• _Goal of the exercise_: The entries below should be transcribed in their entirety, exactly as written.

══ Provided records ══

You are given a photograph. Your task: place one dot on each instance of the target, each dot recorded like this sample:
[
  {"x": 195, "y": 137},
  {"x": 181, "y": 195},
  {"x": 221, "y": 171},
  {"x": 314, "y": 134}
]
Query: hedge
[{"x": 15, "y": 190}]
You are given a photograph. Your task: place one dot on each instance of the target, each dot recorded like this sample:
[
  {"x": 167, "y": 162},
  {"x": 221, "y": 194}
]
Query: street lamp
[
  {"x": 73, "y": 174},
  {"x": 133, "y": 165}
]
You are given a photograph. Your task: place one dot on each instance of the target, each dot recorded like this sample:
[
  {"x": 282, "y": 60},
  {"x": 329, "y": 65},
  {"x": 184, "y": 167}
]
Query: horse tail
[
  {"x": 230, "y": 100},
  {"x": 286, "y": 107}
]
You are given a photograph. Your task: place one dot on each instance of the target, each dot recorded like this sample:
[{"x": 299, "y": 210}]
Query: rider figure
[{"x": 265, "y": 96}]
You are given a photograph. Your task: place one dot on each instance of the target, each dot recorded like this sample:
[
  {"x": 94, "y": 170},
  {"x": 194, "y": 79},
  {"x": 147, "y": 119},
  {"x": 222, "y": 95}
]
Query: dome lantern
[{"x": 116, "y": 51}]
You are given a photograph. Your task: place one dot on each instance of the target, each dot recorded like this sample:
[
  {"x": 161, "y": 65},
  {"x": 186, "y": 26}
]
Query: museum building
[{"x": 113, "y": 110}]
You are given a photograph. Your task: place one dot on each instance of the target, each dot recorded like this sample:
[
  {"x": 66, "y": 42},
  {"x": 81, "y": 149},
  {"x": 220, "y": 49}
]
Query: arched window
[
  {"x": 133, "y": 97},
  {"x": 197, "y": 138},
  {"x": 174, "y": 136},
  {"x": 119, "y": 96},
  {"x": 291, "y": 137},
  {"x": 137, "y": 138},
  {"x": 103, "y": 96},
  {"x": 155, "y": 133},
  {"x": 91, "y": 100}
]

═══

• _Written answer_:
You are given a photograph. Your task: place one dot on each instance of the target, each dot recorded like this sample:
[
  {"x": 195, "y": 137},
  {"x": 181, "y": 195},
  {"x": 221, "y": 171},
  {"x": 314, "y": 134}
]
Query: hedge
[{"x": 15, "y": 190}]
You are given a photograph. Your task: place one dot on each instance of the target, each dot recorded like this sample:
[
  {"x": 167, "y": 162},
  {"x": 221, "y": 194}
]
Query: street lamp
[
  {"x": 73, "y": 174},
  {"x": 133, "y": 165}
]
You are given a photograph. Your task: place one dot on each instance of the target, each dot recorded like this sample:
[
  {"x": 282, "y": 60},
  {"x": 329, "y": 65},
  {"x": 184, "y": 167}
]
Query: horse tail
[
  {"x": 230, "y": 100},
  {"x": 286, "y": 107}
]
You are given a photograph. Your task: place one dot on each instance of the target, each dot recorded like this sample:
[{"x": 299, "y": 210}]
Query: rider figure
[{"x": 265, "y": 96}]
You are given a photograph. Your task: place one dot on each instance of the target, each dot recorded like this sample:
[
  {"x": 94, "y": 170},
  {"x": 194, "y": 79},
  {"x": 147, "y": 119},
  {"x": 222, "y": 95}
]
Query: dome lantern
[{"x": 116, "y": 51}]
You are given a photograph. Your task: place one dot on each instance of the target, each dot recorded like this sample:
[
  {"x": 161, "y": 65},
  {"x": 186, "y": 26}
]
Query: museum building
[{"x": 113, "y": 110}]
You are given a photograph. Your task: place one dot on each instance of the target, each dot recorded like this sample:
[
  {"x": 66, "y": 42},
  {"x": 81, "y": 149},
  {"x": 220, "y": 49}
]
Query: arched window
[
  {"x": 133, "y": 97},
  {"x": 197, "y": 138},
  {"x": 174, "y": 136},
  {"x": 119, "y": 96},
  {"x": 291, "y": 137},
  {"x": 137, "y": 138},
  {"x": 103, "y": 96},
  {"x": 155, "y": 133},
  {"x": 91, "y": 100}
]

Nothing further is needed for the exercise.